• **What is asked**: Repeat the material in full. Keep every line exactly as it is.

====== Source records

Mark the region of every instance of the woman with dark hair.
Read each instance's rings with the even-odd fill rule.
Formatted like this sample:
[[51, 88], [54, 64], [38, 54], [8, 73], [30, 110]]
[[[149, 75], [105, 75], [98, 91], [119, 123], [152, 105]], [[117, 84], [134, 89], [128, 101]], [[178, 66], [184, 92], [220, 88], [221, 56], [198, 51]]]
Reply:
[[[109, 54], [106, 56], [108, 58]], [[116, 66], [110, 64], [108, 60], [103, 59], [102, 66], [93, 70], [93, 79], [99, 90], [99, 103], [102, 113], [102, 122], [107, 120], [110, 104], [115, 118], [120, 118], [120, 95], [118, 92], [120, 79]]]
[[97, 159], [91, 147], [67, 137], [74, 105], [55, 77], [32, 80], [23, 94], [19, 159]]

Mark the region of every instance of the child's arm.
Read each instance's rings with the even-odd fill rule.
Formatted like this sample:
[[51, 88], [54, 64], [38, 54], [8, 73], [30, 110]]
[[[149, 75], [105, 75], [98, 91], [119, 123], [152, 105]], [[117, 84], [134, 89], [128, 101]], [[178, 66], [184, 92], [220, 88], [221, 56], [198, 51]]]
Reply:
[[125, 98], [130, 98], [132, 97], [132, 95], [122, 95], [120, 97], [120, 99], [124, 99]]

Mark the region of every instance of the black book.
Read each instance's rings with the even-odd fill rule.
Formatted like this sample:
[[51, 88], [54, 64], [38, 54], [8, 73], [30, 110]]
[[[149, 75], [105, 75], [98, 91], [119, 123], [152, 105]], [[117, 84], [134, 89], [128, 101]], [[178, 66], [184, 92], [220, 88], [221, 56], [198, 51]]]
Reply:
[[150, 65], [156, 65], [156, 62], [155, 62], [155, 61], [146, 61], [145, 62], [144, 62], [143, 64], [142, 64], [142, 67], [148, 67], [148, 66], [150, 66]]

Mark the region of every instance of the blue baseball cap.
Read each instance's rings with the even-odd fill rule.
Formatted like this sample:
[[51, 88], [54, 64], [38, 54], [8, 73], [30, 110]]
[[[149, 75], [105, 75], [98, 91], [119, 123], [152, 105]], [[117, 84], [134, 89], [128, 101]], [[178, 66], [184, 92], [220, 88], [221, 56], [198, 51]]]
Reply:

============

• **Written answer**:
Mark the region of every instance of the woman with dark hair.
Read each instance's rings with the even-odd fill rule.
Formatted like this sample:
[[51, 88], [54, 64], [38, 54], [8, 73], [30, 110]]
[[[149, 75], [105, 75], [98, 91], [119, 123], [152, 105]], [[117, 84], [134, 89], [128, 101]], [[178, 66], [184, 92], [220, 88], [221, 56], [198, 51]]]
Reply:
[[[109, 54], [106, 56], [108, 58]], [[116, 66], [110, 64], [108, 60], [103, 59], [102, 66], [93, 70], [93, 79], [99, 90], [99, 103], [102, 113], [102, 122], [107, 120], [110, 104], [115, 118], [120, 118], [120, 95], [118, 92], [120, 79]]]
[[97, 159], [91, 147], [67, 137], [74, 105], [55, 77], [32, 80], [23, 94], [19, 159]]

Mark the region of every instance of the child's arm.
Read each instance's rings with the even-odd fill rule.
Formatted like this sample:
[[51, 88], [54, 64], [38, 54], [8, 73], [30, 110]]
[[[149, 75], [105, 75], [98, 91], [119, 123], [152, 105]], [[117, 84], [134, 89], [128, 101]], [[178, 66], [184, 92], [220, 88], [221, 56], [198, 51]]]
Reply:
[[125, 98], [130, 98], [132, 97], [132, 95], [122, 95], [120, 97], [120, 99], [124, 99]]

Mark the region of every instance of the black book.
Read each instance's rings with the even-odd fill rule.
Formatted like this sample:
[[51, 88], [54, 64], [38, 54], [8, 73], [30, 110]]
[[[149, 75], [105, 75], [98, 91], [119, 123], [152, 105]], [[117, 84], [134, 89], [128, 101]], [[178, 66], [184, 92], [220, 88], [221, 56], [198, 51]]]
Reply:
[[150, 65], [156, 65], [156, 62], [155, 62], [155, 61], [146, 61], [145, 62], [144, 62], [143, 64], [142, 64], [142, 67], [148, 67], [148, 66], [150, 66]]

Mark the region of every instance of the blue baseball cap.
Read each instance's rings with the even-odd fill rule.
Formatted like this sample:
[[51, 88], [54, 64], [38, 54], [8, 73], [30, 110]]
[[[149, 75], [105, 75], [98, 91], [119, 123], [152, 105]], [[117, 84], [134, 89], [128, 101]], [[178, 66], [184, 92], [220, 88], [221, 56], [198, 51]]]
Reply:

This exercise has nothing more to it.